▸ **Request**: Please copy word for word the passage of the Maldives budget-surplus article that opens with the words containing "According to the" and closes with "thriving tourism industry.".

▸ **Document segment**:
☆ ☆ ☆ ☆

Foreign visitors continue to play a vital role in sustaining the Maldives’ economy, as the latest fiscal data highlights a notable budget surplus of MVR 186.7 million by 16 October 2025. This achievement reflects a combination of steady tourism-driven revenues and cautious public expenditure, underscoring the country’s commitment to maintaining economic resilience while preserving its appeal as a world-class travel destination.
According to the Ministry of Finance’s Weekly Fiscal Developments report, total government revenue and grants reached MVR 30.7 billion, surpassing the MVR 30.5 billion spent during the same period. Approximately MVR 23 billion of this revenue came from taxes, with tourism-related taxes contributing a significant share. In particular, Tourism Goods and Services Tax (TGST) brought in MVR 8.3 billion, while General GST added MVR 4.1 billion, highlighting the continued strength of domestic activity and the thriving tourism industry.

☆ ☆ ☆ ☆

▸ **Excerpted records**:
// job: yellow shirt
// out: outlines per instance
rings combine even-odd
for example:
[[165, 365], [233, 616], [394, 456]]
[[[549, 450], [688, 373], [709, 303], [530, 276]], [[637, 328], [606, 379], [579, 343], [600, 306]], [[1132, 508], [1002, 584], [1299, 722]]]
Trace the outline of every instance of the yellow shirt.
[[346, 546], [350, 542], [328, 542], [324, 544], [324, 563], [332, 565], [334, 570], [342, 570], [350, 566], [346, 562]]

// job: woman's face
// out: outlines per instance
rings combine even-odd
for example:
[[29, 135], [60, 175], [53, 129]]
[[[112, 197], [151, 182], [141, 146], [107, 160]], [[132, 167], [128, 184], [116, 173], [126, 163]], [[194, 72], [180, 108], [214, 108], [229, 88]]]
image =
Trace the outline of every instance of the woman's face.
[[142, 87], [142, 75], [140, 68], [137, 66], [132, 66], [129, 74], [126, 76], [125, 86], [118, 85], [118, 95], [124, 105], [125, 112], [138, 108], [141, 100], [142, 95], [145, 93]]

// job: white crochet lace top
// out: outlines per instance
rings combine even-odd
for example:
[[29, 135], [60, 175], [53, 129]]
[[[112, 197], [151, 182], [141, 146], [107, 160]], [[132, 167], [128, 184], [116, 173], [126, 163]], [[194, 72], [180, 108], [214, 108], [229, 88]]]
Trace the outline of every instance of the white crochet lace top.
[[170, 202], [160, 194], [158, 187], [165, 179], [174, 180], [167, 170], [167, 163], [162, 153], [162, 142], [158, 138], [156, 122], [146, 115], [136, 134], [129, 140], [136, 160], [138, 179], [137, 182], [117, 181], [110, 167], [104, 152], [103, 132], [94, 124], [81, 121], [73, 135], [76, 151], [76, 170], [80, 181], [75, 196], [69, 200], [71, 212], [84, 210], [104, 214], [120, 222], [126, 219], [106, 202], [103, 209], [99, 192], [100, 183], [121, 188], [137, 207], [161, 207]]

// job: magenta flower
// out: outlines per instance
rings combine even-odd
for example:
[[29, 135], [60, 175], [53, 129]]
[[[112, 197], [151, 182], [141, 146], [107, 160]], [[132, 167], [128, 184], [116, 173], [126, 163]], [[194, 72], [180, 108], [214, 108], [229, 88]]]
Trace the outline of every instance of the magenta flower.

☆ ☆ ☆ ☆

▸ **Task response**:
According to the Ministry of Finance’s Weekly Fiscal Developments report, total government revenue and grants reached MVR 30.7 billion, surpassing the MVR 30.5 billion spent during the same period. Approximately MVR 23 billion of this revenue came from taxes, with tourism-related taxes contributing a significant share. In particular, Tourism Goods and Services Tax (TGST) brought in MVR 8.3 billion, while General GST added MVR 4.1 billion, highlighting the continued strength of domestic activity and the thriving tourism industry.